:: Document text ::
The Dog

Creativity in bipolar disorder is more often than not associated with hypomania/mania instead of depression. However, I wrote this description of depression eighteen months ago while I was in hospital and psychotically depressed: 

My dog has returned to me. Not my cute, loving and gentle dog, but my big, all- consuming and unrelenting black dog. This dog doesn’t like to play and when it does, it pins me down, sits on my chest and doesn’t let me get back up, all the while barking a flood of abuse in my ears. 

The dog has been my burden since 14. He stayed with me for an entire year then, and afterwards would visit me annually. At first he was just an annoying puppy that demanded all of my attention. Each year he would grow and grow and his fur would get darker until it turned midnight black when I was nineteen. He also became more forceful and eventually he didn’t just demand my attention, but overtook it with such power that I would succumb. He’s grown up with me and been with me at every milestone. We have such an intimate relationship that sometimes I think I know him better than myself.

:: Exercises ::
a. Using the essay about depression, list each thing the black dog does to the writer when it plays.
b. Answer these questions from the essay about depression:
(i) At what age did the dog become the writer's burden?
(ii) Where was the writer when writing the description of depression?
(iii) At what age did the dog's fur turn midnight black?
c. Pick up the essay about depression after its last sentence and keep writing.

(Region pointing data)
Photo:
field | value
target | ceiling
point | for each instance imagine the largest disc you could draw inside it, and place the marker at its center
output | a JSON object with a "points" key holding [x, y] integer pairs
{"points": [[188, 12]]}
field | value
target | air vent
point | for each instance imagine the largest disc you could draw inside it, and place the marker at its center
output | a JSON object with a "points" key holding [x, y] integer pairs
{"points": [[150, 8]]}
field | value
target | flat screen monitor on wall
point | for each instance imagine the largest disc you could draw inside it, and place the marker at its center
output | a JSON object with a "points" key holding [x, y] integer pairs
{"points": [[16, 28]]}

---

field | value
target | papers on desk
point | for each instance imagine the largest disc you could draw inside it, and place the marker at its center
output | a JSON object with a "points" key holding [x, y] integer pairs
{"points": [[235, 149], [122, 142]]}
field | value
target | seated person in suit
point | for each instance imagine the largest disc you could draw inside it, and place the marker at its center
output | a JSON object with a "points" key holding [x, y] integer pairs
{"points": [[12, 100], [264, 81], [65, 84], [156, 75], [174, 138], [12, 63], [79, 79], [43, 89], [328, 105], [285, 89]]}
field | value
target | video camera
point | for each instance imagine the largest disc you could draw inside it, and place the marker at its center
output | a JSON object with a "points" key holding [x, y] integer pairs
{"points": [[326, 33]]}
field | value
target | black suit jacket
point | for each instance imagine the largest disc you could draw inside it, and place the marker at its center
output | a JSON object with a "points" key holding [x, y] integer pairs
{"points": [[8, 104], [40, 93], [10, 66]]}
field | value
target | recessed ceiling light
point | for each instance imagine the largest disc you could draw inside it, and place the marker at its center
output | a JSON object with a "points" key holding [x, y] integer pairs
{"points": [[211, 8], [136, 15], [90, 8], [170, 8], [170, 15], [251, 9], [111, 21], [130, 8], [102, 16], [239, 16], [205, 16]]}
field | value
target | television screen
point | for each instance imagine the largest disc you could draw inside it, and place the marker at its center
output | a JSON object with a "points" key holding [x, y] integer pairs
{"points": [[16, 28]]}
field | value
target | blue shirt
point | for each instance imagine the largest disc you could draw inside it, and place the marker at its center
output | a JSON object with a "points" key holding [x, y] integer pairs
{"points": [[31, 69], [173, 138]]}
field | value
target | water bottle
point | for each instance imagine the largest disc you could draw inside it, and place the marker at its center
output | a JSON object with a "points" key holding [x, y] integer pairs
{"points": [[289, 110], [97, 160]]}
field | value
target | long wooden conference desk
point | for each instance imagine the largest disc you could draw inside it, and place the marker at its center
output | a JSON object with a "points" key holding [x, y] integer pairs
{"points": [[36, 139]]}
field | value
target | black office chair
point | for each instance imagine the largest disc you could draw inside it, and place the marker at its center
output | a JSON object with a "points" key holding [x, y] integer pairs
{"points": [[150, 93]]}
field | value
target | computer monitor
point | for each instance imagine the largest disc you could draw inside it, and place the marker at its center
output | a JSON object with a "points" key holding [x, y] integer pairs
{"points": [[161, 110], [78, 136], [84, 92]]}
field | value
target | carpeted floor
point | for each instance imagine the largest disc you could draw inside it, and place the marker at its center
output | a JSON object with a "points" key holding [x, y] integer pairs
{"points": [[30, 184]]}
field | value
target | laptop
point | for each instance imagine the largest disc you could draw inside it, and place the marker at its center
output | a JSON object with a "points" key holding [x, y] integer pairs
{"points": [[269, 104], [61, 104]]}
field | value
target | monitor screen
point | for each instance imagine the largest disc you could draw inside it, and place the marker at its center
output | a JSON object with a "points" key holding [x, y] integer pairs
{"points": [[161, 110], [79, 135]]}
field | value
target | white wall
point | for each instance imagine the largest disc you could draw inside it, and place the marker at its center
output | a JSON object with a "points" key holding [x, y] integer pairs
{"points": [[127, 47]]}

:: Written responses ::
a.
It pins the writer down.
It sits on the writer's chest.
It doesn't let the writer get back up.
It barks a flood of abuse in the writer's ears.

b.
(i) At 14.
(ii) In hospital, while psychotically depressed.
(iii) At nineteen.

c.
At first I can hide my black dog and his presence isn’t as strong, but once he decides to move in and unpack, one could say I become the black dog. He consumes my mind, overtakes my body with fatigue and digs at my brain until only an empty shell remains. He is the one who has me on a lead, not I who control him. I adopt his irritability and aggressiveness – even his bark so no matter how hard I try I can’t make myself understood. 

His sickness makes me so self-involved that it creates a barrier between me and everyone else and it becomes impossible to connect with others. Like a controlling partner he slowly cuts off my social networks so eventually it is just he and I. His heaviness settles into my bones like a dead weight threatening to pull me beneath the surface. He sours everything I come into contact with so nothing is beautiful. His shadow discolours my world, turning everything grey and then eventually black.

As my resolve gets weaker and weaker, he gets stronger and stronger, growing in size and he can’t be tamed. He claws at me from the inside trying to get out and I feel his pain and anguish everywhere I go. As the weeks and months go on, he becomes a giant of a dog and there is no escaping. Each time I try to get up, he swats me down with a giant paw, laughing and teasing me. Not even in sleep does he leave and I can’t find relief anywhere. He plagues my dreams with grotesque images of death and decay so vivid it’s as if they’re tattooed on the inside of my eyelids. Everything becomes a constant waking nightmare. 

He plays terrible tricks and gives me false beliefs. He becomes deadly and deceives me into thinking that the only way out is to no longer exist. But he is cruel because he sits on me, my energy fighting him wanes and I give up and lie still, unable to move.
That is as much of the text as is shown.